REQUIRED ACTIONS:
**A)** In the essay on profit and indifference, rewrite the part that opens with the words containing "And the evangelists" and closes with "out the troops.", replacing "the troops" with "the army".
**B)** For each statement below, decide whether the essay on profit and indifference supports it. Answer yes or no, and quote the words of the essay that settle the question.
(i) The essay says education should be offered only to those able to pay.
(ii) The essay says the evangelists and godmen teach people to seek salvation through prayer.
(iii) The essay says Plato threw the philosophers out of his republic.
**C)** Write the next part of the essay on profit and indifference, continuing from its final sentence.

PAGE EXCERPT:
But as the world advances, Capital has taught us the truth about that person—a “waster, shun him.” Good is the human being who minds his own business at all costs. He does not stop to look at the fellow just come under the wheels of the latest Chrysler; he does not let his mind waver from the shady deal to be signed at the golf club. He if anything formulates the most efficient plan yet not for the alleviation of suffering but for the eradication of those who are no- good sufferers. Ah, the fruits of education! The least mongrel on the hobo street has lessons we could learn inorder to become human. But we are on the road to progress and have ears only for the next announcement at the stock market, eyes only for the next piece of lucrative real-estate, and dreams only about the next career promotion or marvel of household technology. Where we once counted children, we count remotes to sundry gadgets. And when a gadget goes Hawai, we curse the service fellow whose dying wife keeps him from attending our need!
And the evangelists and the godmen, they teach us to mind our own salvation through greater physical fitness so that we tire less in attending to profit-making. Health services for all, community education, shared labour, shared partaking—these are the things that must be avoided like the plague. When you hear such sounds, say “the reds are coming.” And education that teaches respect for the other, for difference, or, god forbid, begins to examine the roots of our own rottenness, that indeed is the devil’s work. That is when you forget the priest and call out the troops.
Thus, if Plato threw the poets out of his republic, we must add to those the humanists, the social scientists, the philosophers, the political activists, the artists, the rebels without “cause”, the “wasters” who strangely do not value profit-making, the disabled, the old, the needlessly sick, the children who only make demands but add nothing to GDP. And we must make education available only to those who can pay. To the rest we say, god prepares a heaven for you, so why need you the earth.

DATASET:

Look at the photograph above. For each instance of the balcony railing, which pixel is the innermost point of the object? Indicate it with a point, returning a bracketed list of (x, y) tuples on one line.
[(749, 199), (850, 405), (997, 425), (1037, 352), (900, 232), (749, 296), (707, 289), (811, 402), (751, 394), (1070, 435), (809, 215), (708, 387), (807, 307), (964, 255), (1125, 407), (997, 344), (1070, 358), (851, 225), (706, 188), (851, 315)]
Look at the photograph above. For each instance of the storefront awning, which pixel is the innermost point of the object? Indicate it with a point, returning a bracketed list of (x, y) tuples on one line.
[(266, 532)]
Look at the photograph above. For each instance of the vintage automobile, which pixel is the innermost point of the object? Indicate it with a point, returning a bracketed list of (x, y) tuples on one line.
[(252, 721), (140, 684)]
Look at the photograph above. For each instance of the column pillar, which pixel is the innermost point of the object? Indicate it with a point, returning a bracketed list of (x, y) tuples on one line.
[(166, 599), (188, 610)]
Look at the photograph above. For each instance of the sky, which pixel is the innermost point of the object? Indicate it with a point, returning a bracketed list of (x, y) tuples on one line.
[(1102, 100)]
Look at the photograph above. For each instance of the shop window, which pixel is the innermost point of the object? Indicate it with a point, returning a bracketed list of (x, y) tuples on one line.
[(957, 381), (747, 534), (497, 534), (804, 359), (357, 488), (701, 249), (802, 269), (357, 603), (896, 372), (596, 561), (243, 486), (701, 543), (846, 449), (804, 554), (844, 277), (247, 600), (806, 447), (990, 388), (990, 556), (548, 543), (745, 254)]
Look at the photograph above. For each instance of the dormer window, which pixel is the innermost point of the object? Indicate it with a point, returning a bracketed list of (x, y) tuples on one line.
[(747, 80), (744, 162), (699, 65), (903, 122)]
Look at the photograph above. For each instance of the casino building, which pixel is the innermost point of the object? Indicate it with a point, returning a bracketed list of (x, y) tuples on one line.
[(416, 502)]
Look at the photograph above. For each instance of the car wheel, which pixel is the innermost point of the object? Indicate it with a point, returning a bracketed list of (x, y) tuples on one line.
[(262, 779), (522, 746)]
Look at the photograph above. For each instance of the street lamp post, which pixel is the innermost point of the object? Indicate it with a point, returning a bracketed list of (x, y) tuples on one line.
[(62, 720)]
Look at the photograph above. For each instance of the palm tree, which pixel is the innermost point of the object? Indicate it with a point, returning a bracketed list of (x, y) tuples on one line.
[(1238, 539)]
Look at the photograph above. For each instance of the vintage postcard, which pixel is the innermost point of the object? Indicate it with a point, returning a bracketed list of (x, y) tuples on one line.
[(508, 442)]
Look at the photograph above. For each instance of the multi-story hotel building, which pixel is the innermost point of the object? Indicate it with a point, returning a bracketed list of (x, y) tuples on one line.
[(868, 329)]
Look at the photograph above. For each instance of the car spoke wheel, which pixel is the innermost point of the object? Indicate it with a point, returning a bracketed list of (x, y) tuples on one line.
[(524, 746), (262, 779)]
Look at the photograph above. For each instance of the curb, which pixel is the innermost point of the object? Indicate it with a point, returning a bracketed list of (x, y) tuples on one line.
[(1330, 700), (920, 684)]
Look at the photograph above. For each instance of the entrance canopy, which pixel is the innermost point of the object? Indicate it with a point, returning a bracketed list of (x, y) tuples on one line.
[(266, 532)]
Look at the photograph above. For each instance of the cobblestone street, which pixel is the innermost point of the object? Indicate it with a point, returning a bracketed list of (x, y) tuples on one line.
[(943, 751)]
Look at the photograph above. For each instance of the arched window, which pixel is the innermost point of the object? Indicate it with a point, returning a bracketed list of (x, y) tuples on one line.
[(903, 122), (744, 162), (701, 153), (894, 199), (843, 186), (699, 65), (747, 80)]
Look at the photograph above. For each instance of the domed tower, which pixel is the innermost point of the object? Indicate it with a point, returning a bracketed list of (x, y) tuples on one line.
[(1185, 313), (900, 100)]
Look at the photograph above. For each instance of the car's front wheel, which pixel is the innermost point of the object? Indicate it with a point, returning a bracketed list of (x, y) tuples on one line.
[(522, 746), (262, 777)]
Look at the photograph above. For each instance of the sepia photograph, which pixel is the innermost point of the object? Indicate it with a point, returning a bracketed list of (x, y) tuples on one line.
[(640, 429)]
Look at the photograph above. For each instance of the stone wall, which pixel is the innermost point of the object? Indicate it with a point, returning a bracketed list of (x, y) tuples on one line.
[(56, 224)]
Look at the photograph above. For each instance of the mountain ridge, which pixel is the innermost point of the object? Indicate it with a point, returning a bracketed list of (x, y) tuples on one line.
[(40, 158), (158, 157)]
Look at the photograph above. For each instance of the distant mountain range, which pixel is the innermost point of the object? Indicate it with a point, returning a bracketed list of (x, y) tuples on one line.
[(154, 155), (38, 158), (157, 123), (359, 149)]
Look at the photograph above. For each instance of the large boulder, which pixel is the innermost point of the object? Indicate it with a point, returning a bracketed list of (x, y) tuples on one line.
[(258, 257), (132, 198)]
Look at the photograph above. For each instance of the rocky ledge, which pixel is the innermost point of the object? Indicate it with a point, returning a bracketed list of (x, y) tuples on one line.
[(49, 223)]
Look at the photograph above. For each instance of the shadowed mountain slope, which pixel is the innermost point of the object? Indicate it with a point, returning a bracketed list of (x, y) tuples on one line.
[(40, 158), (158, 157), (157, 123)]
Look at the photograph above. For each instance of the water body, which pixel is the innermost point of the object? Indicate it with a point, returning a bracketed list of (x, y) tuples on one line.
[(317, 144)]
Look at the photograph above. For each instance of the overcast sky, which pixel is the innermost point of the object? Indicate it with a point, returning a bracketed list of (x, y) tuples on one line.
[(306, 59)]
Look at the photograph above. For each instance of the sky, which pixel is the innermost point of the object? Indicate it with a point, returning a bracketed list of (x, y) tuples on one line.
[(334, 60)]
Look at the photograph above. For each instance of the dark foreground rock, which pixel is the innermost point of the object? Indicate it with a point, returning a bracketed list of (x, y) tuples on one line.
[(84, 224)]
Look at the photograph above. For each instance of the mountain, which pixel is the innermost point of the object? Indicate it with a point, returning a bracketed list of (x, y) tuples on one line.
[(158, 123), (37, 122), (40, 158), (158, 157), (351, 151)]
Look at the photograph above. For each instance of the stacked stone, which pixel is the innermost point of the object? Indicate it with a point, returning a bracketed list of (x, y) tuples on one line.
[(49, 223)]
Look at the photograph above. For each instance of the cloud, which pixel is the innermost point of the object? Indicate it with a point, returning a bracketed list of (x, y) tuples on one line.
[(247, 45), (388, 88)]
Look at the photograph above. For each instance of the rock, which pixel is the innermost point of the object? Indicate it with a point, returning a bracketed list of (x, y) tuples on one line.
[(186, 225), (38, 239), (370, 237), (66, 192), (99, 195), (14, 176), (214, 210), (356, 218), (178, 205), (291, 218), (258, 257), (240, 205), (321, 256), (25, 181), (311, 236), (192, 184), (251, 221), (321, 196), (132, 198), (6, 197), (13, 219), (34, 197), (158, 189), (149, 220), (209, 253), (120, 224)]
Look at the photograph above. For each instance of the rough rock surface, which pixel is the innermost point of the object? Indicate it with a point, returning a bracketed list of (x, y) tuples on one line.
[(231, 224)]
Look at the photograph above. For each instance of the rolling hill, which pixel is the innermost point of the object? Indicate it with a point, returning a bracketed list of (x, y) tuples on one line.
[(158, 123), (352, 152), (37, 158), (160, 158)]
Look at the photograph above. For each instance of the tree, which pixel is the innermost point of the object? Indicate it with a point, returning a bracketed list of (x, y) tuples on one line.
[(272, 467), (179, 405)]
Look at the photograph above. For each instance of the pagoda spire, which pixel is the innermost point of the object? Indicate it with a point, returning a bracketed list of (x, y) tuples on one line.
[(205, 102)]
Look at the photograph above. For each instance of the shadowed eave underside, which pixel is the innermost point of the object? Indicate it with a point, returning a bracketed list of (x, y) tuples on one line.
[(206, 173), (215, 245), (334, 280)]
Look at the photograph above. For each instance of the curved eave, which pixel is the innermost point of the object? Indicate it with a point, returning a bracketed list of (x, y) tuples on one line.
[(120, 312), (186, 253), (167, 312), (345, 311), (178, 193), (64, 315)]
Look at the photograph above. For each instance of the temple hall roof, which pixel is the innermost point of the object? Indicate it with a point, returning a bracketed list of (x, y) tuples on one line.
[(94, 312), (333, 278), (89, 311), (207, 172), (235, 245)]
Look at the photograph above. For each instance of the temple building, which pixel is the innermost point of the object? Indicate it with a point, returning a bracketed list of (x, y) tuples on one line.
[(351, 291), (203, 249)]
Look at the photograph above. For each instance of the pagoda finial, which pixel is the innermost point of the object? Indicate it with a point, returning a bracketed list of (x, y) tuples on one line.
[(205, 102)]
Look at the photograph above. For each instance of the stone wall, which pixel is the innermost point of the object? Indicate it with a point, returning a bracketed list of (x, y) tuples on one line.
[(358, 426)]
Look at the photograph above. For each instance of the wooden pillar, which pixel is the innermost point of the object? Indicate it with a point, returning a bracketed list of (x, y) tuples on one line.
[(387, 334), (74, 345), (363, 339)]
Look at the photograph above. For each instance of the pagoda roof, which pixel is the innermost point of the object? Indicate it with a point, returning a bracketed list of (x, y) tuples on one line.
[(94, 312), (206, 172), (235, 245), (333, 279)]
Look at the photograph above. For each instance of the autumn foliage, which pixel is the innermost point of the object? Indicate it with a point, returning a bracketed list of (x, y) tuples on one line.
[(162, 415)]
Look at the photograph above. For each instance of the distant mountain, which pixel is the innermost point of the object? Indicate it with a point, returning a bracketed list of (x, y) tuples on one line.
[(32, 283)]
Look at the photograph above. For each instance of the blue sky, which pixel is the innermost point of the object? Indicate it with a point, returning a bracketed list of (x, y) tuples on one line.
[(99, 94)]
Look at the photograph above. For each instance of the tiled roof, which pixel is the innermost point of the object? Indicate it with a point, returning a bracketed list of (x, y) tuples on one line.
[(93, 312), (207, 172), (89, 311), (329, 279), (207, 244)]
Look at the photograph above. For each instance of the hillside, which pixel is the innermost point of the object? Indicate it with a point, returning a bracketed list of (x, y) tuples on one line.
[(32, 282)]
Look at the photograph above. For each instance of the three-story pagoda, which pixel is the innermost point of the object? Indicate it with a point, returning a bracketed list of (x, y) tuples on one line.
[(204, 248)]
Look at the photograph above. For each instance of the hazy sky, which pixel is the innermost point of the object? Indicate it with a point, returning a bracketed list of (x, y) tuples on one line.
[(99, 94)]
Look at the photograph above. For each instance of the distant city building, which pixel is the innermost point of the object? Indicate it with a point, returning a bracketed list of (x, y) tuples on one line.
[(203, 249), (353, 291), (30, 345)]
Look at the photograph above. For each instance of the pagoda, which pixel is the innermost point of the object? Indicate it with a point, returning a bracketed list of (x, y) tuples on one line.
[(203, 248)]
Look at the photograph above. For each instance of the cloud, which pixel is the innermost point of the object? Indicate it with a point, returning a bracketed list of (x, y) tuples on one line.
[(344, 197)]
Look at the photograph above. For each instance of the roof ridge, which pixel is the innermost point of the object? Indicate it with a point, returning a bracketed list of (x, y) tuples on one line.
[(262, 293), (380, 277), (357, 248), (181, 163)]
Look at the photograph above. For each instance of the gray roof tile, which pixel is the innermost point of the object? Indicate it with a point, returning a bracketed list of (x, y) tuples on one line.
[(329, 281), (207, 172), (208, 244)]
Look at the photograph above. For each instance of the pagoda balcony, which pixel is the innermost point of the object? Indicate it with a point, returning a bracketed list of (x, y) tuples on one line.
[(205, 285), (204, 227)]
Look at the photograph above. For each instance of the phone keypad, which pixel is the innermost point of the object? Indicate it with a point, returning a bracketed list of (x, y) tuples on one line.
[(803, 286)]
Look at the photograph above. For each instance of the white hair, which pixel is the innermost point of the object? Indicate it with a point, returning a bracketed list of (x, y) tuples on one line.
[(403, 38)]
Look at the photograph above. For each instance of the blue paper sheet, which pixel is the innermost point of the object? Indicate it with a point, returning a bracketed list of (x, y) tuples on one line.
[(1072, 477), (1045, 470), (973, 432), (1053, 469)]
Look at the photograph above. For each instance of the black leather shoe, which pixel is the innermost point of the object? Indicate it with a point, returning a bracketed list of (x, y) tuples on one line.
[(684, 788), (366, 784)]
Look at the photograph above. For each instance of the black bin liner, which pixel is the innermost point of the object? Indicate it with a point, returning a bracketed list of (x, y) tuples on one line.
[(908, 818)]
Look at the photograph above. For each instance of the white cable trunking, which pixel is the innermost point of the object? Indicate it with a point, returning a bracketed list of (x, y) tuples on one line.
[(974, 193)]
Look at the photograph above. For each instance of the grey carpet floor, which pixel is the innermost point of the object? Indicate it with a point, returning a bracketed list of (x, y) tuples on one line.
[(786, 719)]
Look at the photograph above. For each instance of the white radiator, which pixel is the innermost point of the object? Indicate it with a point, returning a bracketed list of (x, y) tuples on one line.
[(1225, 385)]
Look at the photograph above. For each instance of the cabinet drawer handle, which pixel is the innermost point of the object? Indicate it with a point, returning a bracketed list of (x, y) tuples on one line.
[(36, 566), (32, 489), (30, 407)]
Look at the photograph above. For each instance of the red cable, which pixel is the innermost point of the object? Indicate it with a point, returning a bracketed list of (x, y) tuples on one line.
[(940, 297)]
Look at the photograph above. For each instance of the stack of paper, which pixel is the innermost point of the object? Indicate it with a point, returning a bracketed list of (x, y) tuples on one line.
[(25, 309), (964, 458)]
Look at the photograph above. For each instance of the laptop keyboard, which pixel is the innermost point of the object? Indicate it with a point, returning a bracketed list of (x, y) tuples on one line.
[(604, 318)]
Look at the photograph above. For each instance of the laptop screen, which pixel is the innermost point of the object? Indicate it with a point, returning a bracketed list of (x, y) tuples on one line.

RESPONSES FOR EACH TASK:
**A)**
And the evangelists and the godmen, they teach us to mind our own salvation through greater physical fitness so that we tire less in attending to profit-making. Health services for all, community education, shared labour, shared partaking—these are the things that must be avoided like the plague. When you hear such sounds, say “the reds are coming.” And education that teaches respect for the other, for difference, or, god forbid, begins to examine the roots of our own rottenness, that indeed is the devil’s work. That is when you forget the priest and call out the army.

**B)**
(i) Yes: "And we must make education available only to those who can pay."
(ii) No: "they teach us to mind our own salvation through greater physical fitness so that we tire less in attending to profit-making."
(iii) No: "if Plato threw the poets out of his republic"

**C)**
And WTO will say endorse only those authors, those academies, those entrepreneurs, those middle-men, those commission agents, those publishers, and those governments, who can conjointly make of education not the third-most but the most lucrative global “service.” In Brahminical parlance, dethrone Saraswati, install Laxmi as the reigning goddess of learning– which she already is, de facto.
Make of your education a billion-pound note; and then go ask for the Presidential vote. With that note in one hand and the evangelist/godman in the other, you cannot go wrong. You may only end up destroying the world, a small price to pay for success.
As to the world, may be the time for it to end has come anyway.
________________________________________________________1. See my Dickens and the Dialectic of Growth, univ., of Wisconsin Press, 1986, p.145
2. See Raymond Williams, Culture and Society, for a penetrating analysis of these ideological conjunctions.
3. See T.B.Bottomore, Elites and Society, Penguin, 1964 for a lucid account of these histories.